# Update - DRI



## RuralEngineer (Oct 11, 2014)

Yes I did the update again.  Learned about a new program called Club Combinations that is replacing Club Select.  Combinations allows new purchases to take an existing high quality resort and the combine it with a new points purchase to reach the next loyalty level.  For example you need 13,000 points to move from Silver to Gold.  Take a 2 BR red week (8500 pts) and purchase 4500 additional points.

current price per points is $7.87.

Stephen


----------



## kalima (Oct 11, 2014)

*yes*



RuralEngineer said:


> Yes I did the update again.  Learned about a new program called Club Combinations that is replacing Club Select.  Combinations allows new purchases to take an existing high quality resort and the combine it with a new points purchase to reach the next loyalty level.  For example you need 13,000 points to move from Silver to Gold.  Take a 2 BR red week (8500 pts) and purchase 4500 additional points.
> 
> current price per points is $7.87.
> 
> Stephen



I believe this came out in July this year. We have some info on our Facebook page Not sure if you are already a member there? Diamond Resort Members.

....

Parts of the exercise
1/ Do these statements agree with the DRI update thread? Answer each with yes or no and quote the words from the thread that settle it.
(a) Club Combinations is taking the place of Club Select.
(b) Moving from Silver to Gold requires 8,500 points.
(c) kalima thinks the program came out in July this year.
2/ Answer these questions about the DRI update thread.
(a) What is the current price per point?
(b) How many points is the 2 BR red week in the example worth?
(c) What is the name of the Facebook page kalima mentions?
3/ Extend the DRI update thread with another reply after its final post.
The rows are not used by any task here.

....

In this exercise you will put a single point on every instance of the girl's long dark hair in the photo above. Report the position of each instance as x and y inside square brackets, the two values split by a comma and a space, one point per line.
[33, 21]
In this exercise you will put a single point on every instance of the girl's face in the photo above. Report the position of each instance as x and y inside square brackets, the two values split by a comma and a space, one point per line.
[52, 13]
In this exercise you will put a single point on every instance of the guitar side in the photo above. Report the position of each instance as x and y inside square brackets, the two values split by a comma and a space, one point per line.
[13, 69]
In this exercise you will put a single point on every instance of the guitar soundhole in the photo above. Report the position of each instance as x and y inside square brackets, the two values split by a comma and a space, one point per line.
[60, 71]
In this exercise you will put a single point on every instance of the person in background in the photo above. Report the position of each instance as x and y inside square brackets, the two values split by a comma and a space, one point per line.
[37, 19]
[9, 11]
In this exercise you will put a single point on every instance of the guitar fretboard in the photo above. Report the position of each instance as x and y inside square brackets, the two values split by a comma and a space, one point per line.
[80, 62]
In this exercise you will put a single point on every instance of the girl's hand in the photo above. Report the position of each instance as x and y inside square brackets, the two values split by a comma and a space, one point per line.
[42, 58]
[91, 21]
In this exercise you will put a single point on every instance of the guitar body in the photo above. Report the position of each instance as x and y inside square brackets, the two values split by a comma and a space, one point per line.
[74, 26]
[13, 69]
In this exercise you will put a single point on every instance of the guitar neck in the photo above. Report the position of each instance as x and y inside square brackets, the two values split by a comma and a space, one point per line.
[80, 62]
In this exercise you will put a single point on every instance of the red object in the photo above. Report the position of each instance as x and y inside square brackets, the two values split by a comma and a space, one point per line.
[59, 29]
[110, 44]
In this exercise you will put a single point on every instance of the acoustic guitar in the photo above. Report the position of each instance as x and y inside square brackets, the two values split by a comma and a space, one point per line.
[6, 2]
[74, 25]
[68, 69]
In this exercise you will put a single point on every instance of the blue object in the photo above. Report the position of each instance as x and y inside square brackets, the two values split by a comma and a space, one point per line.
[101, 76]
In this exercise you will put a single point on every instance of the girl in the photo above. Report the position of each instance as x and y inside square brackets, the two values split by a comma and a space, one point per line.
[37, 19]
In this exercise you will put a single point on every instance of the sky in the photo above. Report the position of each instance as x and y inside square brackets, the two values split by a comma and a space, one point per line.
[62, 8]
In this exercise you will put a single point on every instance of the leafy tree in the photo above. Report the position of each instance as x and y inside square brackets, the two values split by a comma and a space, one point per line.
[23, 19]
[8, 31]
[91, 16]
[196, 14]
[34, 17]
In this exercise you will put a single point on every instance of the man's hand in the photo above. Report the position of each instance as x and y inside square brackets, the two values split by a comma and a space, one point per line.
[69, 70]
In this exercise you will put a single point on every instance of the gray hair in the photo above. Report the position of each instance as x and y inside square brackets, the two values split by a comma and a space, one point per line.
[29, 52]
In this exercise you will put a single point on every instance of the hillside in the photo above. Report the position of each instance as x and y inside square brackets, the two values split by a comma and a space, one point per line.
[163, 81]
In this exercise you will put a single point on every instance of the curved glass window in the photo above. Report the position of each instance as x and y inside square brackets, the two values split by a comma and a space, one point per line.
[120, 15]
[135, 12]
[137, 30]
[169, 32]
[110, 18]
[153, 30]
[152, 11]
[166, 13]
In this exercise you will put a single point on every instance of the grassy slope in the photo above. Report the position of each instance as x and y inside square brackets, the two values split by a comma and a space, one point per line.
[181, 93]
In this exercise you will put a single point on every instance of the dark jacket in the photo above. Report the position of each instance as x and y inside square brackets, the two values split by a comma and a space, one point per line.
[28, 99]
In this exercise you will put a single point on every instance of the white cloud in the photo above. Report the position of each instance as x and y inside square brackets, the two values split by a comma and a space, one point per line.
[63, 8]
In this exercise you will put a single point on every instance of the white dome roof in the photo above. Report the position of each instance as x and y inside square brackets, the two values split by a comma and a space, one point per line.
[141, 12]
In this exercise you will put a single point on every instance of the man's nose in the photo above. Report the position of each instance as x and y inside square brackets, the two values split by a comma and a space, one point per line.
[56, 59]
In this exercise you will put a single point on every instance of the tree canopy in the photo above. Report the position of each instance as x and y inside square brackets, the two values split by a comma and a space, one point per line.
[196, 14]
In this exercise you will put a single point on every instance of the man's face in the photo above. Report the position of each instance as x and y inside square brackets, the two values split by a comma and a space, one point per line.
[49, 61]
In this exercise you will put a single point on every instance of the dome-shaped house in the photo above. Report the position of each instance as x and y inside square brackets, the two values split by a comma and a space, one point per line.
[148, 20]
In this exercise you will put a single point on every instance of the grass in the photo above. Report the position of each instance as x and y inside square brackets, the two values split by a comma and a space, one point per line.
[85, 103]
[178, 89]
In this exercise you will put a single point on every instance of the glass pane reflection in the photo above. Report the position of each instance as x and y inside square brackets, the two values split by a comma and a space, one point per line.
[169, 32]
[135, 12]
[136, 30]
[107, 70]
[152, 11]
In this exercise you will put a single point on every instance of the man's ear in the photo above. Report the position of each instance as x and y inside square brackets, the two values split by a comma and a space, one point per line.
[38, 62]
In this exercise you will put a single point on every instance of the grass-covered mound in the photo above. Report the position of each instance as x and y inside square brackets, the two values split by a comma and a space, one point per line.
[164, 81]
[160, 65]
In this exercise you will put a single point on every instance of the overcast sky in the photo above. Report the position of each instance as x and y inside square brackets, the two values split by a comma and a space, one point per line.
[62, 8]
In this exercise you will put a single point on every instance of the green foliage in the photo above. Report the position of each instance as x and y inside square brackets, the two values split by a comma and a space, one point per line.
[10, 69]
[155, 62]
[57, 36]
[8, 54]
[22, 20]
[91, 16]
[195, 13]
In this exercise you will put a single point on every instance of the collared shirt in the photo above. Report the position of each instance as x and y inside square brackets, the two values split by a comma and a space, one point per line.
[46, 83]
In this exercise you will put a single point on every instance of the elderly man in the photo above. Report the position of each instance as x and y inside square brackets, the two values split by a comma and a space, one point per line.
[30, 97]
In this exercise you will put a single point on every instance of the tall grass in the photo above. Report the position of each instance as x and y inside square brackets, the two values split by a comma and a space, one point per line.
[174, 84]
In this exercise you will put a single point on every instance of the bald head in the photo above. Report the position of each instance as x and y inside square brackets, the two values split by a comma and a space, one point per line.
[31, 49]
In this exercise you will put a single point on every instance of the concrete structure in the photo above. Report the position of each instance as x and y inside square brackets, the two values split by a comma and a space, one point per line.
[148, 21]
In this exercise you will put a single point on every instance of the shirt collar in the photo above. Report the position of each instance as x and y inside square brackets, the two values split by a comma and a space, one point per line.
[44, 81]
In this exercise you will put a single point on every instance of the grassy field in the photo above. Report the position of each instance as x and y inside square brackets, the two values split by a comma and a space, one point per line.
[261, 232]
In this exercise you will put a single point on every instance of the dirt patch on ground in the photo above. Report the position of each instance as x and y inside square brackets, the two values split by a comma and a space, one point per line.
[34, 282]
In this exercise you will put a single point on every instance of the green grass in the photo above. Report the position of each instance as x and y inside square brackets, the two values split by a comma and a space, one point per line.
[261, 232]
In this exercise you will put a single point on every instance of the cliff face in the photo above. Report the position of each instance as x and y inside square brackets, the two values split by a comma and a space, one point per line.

....

Responses to the tasks
1/
(a) Yes: "a new program called Club Combinations that is replacing Club Select"
(b) No: "you need 13,000 points to move from Silver to Gold"
(c) Yes: "I believe this came out in July this year."

2/
(a) $7.87
(b) 8500 points
(c) Diamond Resort Members

3/
----------



## mercman61 (Oct 30, 2014)

*Utilized the Club Combinations to upgrade to Gold*

We competed two owners updates one was a brunch invite and the other was a last visit with our old Sampler.  The first visit was terrible, the rep was just focused on selling us points ( min of 8500 points) without understanding our travel needs and desires.  She did not mention the Club Combinations program  during her pitch and told us the price per point would $7.98.  We were at 22,500 points at the Silver level. 

We went this week for our final Sampler visit and went though our second presentation where they listened to us, our needs and our budget.  they explained the Club Combinations program and how it could help reduce the amount of point we needed to purchase from 8500 to 4000 points and after some back and forth the price per point ended up being $3.35 point.  This upgraded us to Gold Status and we did not need to purchase the additional 4500 points we really did not need just to get to Gold.  Overall we have been very happy with Diamond since we joined back in 2011 after converting two resale weeks into the Club and Points system by purchasing 2500 points at $3.25/pt.  We have heavily utilized the Diamond system and are continuing to learn how to leverage it.  The Club Combination is a great option for those who are close to next level and do not want o purchase as many points as now required (8500 pts at $7.98/pt.)


----------



## Marijeanl (Oct 31, 2014)

What exactly is the Club Combinations program?


----------



## kalima (Oct 31, 2014)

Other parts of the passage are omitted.